_YOUR OBJECTIVE:_ Copy each line below in which the word "young" occurs.
________________________________________
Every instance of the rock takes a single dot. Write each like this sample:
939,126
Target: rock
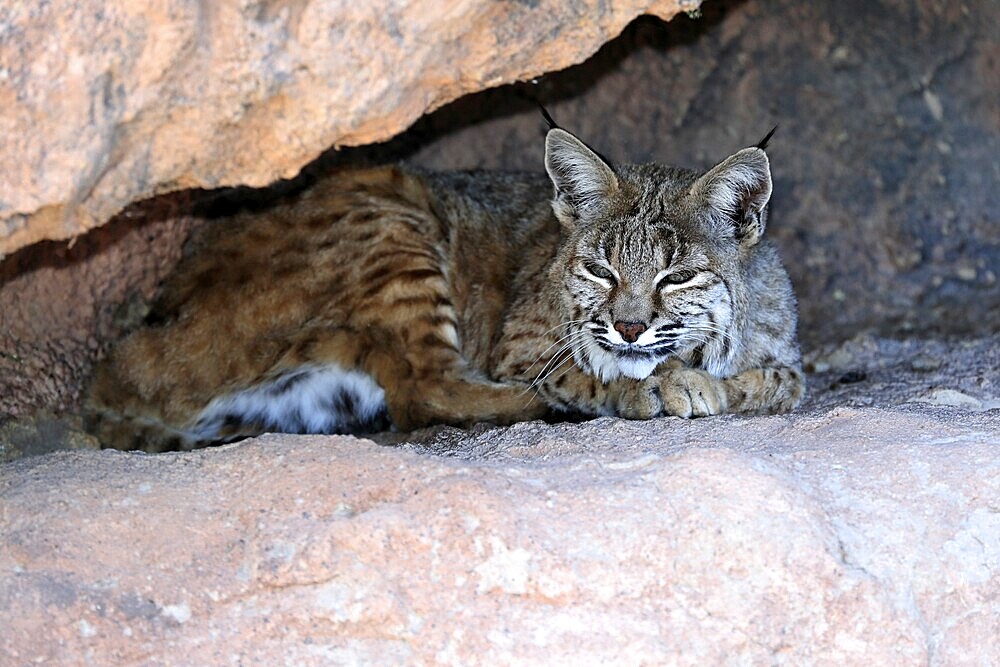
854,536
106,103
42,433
________________________________________
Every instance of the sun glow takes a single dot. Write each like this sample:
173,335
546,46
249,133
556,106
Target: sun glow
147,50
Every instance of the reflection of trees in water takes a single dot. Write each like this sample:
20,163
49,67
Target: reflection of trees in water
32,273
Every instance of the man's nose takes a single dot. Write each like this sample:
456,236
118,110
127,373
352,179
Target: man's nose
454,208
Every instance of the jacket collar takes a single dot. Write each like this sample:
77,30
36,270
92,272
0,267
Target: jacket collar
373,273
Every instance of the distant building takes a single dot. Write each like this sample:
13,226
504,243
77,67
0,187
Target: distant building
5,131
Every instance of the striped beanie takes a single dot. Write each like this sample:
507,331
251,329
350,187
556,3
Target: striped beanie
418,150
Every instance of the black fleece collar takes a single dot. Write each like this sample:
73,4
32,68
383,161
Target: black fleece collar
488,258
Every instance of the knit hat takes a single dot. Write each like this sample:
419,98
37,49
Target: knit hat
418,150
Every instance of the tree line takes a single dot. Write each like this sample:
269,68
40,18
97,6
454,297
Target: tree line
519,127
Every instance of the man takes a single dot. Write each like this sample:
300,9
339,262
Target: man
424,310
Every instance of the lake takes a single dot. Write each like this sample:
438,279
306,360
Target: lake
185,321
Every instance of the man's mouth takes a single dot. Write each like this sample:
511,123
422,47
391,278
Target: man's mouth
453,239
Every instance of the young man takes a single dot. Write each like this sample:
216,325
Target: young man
________________________________________
_FINISHED TASK:_
Every instance of the young man takes a single dot. Write each like this sample:
Target: young man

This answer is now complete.